## BRANO DA LEGGERE
------

Ma laureata alla Sapienza.
«Dopo tre figli, l’anno scorso. In Lettere e filosofia. Con una tesi sui dialetti, sulla bellezza e l’importanza di una lingua come il siciliano, “T” comprese. Una sfida grande. Una fatica immane tra famiglia e set, ma io dovevo chiudere un cerchio».
Una scommessa?
«Nella vita bisogna sempre cercare di chiudere il cerchio. L’ho fatto per poterlo raccontare ai miei figli».
L’incontro con Jan-Maria, il regista di “Doc”, “Don Matteo” ed altre serie?
«A una cena di beneficenza. Nulla per un anno e mezzo. Poi lo ritrovo sul set di Don Matteo per un piccolissimo ruolo, la figlia di Frassica. Una sorpresa, per entrambi. La più grande della nostra vita».
Nella serie «Un passo dal cielo» è una ispettrice di polizia esperta in prossemica. Capace, attraverso movimenti e linguaggio del corpo, di capire quello che le persone cercano di nascondere. E lei?

------

## ESTRATTO DEL MATERIALE
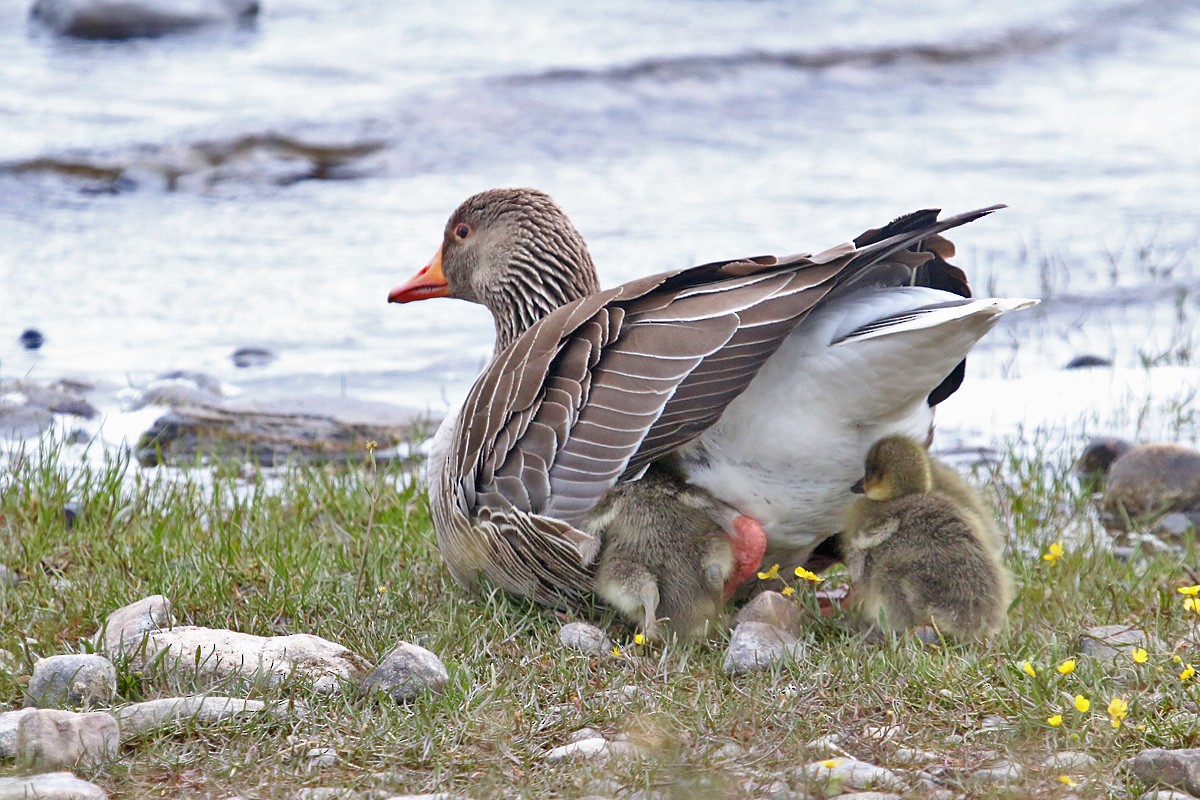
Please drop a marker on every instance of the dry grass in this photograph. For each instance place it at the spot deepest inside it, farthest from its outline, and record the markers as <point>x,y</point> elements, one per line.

------

## OBIETTIVO A
Riscriva in forma più concisa il paragrafo del brano che comincia con «Dopo tre figli, l’anno scorso», conservandone i fatti principali.
## OBIETTIVO B
Secondo il brano, in quale occasione è avvenuto il primo incontro con Jan-Maria?

## SOLUZIONE A
Si è laureata l’anno scorso in Lettere e filosofia, dopo tre figli, con una tesi sui dialetti e sull’importanza del siciliano. È stata una fatica enorme tra famiglia e set, ma sentiva di dover chiudere un cerchio.

## SOLUZIONE B
A una cena di beneficenza.